Locate every line in the listing below that contains the string "sign" and copy each of those lines.

** start Dataset rows **

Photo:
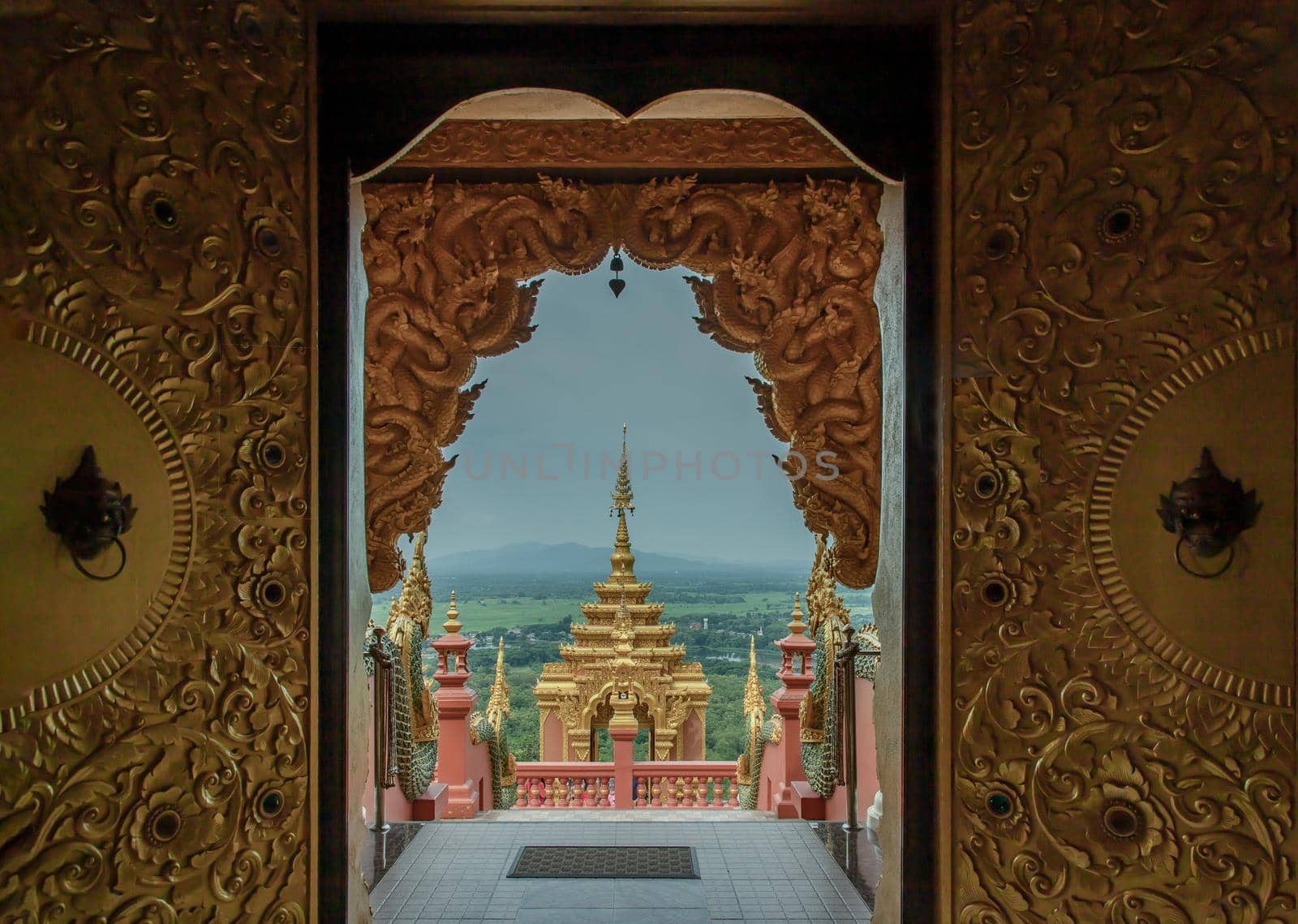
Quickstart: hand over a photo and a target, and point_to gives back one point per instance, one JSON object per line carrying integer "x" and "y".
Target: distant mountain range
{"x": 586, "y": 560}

** end Dataset rows **
** start Dataset rows **

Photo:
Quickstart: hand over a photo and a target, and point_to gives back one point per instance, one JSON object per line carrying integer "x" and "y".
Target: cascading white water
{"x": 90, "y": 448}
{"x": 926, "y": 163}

** end Dataset rows **
** start Dataset rows **

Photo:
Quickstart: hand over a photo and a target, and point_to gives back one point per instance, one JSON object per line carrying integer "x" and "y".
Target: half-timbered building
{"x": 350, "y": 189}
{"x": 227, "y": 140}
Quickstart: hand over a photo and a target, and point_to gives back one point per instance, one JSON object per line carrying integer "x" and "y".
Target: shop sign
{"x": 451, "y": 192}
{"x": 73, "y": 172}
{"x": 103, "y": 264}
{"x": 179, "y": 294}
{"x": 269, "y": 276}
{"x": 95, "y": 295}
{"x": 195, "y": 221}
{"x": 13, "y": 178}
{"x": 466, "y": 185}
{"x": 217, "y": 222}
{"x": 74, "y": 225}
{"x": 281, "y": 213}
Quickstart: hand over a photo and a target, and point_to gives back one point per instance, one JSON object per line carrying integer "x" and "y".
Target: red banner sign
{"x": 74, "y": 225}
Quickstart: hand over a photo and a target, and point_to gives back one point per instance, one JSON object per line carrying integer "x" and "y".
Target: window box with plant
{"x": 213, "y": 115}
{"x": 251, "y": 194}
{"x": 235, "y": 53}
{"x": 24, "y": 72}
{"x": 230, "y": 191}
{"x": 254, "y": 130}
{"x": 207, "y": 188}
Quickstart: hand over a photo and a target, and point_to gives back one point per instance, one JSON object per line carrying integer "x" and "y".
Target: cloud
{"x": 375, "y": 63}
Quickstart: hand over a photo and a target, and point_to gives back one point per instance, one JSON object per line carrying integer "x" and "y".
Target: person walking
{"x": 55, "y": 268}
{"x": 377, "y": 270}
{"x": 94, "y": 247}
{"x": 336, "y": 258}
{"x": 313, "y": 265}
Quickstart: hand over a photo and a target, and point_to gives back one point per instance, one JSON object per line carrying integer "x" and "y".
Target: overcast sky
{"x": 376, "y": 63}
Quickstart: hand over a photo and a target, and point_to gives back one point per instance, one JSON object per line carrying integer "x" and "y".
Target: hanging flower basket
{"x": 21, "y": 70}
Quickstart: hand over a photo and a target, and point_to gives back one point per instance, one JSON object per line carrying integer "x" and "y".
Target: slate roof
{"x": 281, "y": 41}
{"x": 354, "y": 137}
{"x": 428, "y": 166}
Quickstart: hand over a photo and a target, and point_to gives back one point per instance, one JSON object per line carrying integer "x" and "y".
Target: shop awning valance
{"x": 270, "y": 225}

** end Dataset rows **

### Correct result:
Target: shop sign
Target: red banner sign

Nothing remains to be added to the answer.